● ACTIVIDAD
¿Qué versos dirige Polichinela a los muchachos del público en el fragmento sobre el teatro de Benavente? Enumera todos, uno por línea.

● FRAGMENTO FACILITADO
El cuadro tercero transcurre en el Teatro Guiñol que les ha pedido a los Reyes Bobito. Salen en él Polichinela y Cristobita, caracterizado como un obrero con «blusa y gorra de visera o boina» (1, 13), un obrero protestón que representa a la izquierda revolucionaria: «Hay que hacer algo, / que ahora no mandan los nuestros / y está uno desesperao» (1, 15). Polichinela –¿quién sabe si no una encarnación grotesca del Caudillo? – apalea entonces a Cristobita y se dirige con estas palabras a los muchachos del público:
Ya lo sabéis, amiguitos:
cuando un frescales o un zángano
quiera abusar de los buenos
y explotar a los honrados,
lo mejor es una tranca
bien sujeta entre las manos…
Para entonces habían pasado muchos años desde que, a fines de 1909 Benavente –a ejemplo de su padre– decidiera ayudar al progreso de los niños con la herramienta que mejor dominaba: el teatro. En medio quedaban los años de brega política, en el Partido Conservador de Antonio Maura, sus polémicas con la Segunda República, su adhesión tal vez forzada pero real al régimen legítimo contra la sedición franquista… Todas esas vacilaciones y ambigüedades, probablemente calculadas, como la sexual, terminarían pasándole factura. Nuestra intelligentsia teatral, que suele conducirse más por el sectarismo que por una calmada reflexión, lo ha ido marginando del canon contemporáneo como si de un apestado se tratase. No salvan de su obra ni siquiera los títulos más indiscutibles, como Los intereses creados, cuyo centenario en 1907 pasó con total pena y sin ninguna gloria, para vergüenza de la programación de los teatros nacionales y municipales. Como escribe el profesor Ruiz Ramón, «olvidar la función innovadora que el teatro de Benavente tuvo en los últimos años del siglo xix y primeros del xx al romper definitivamente con una tradición teatral melodramática y declamatoria fundada en la peripecia y el patetismo, dejar de proclamar su originalidad como comediógrafo y su papel de actualizador de la escena española coetánea, que, mediante él, enlaza con las formas teatrales más modernas de la estética realista de su tiempo, sería incurrir en parcialidad y en error de apreciación histórica» (Ruiz Ramón, 1977, 37-38).

● ENTRADAS RECOGIDAS
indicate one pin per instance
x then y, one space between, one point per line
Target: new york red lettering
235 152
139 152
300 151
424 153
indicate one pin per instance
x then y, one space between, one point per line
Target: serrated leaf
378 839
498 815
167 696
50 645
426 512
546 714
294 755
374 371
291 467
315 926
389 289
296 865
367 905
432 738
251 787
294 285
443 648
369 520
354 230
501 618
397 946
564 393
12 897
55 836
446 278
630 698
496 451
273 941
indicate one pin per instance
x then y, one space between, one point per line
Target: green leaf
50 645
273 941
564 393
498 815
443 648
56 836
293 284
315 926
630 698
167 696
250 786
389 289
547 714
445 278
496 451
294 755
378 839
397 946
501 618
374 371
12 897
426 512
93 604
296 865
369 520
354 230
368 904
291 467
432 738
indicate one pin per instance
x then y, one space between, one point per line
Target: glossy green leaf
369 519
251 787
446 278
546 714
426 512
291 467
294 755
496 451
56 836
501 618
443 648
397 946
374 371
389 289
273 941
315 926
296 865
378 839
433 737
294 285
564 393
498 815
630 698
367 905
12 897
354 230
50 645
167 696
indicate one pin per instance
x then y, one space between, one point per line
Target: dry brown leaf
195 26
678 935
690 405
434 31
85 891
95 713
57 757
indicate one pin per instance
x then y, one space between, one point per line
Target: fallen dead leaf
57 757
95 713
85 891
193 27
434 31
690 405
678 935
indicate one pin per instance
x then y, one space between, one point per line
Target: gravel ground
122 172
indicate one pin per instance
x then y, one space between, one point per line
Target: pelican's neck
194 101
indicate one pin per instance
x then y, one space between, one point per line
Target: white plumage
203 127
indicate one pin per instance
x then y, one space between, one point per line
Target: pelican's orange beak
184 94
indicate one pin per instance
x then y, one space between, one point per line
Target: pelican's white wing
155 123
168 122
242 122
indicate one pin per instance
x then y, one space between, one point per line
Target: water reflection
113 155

● TU RESPUESTA
Ya lo sabéis, amiguitos:
cuando un frescales o un zángano
quiera abusar de los buenos
y explotar a los honrados,
lo mejor es una tranca
bien sujeta entre las manos…